### Problem details
Filter the records below and copy every line containing the word "instance".
BEGIN Material shown
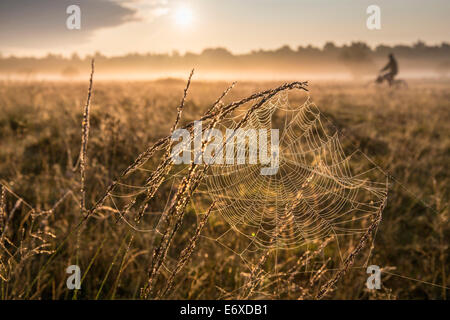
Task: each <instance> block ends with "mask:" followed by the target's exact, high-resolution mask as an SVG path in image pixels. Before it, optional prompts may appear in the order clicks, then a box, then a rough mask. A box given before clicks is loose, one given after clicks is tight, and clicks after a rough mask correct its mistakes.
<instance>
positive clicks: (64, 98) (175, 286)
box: [0, 78, 450, 299]
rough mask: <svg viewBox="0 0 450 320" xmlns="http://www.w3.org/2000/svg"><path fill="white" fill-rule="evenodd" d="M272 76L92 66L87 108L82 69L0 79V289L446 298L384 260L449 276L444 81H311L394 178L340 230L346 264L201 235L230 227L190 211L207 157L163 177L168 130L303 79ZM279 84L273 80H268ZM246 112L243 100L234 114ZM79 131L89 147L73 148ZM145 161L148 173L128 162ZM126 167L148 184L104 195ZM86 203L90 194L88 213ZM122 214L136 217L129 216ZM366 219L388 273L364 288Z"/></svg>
END Material shown
### Expected answer
Task: each <instance> block ends with "mask:" followed by the target's exact, high-resolution mask as an SVG path in image pixels. Before it, optional prompts may appear in the order clicks, then a box, then a rough mask. A box given before clicks is loose, one given after clicks is tight, and clicks after a rough mask correct its mistakes.
<instance>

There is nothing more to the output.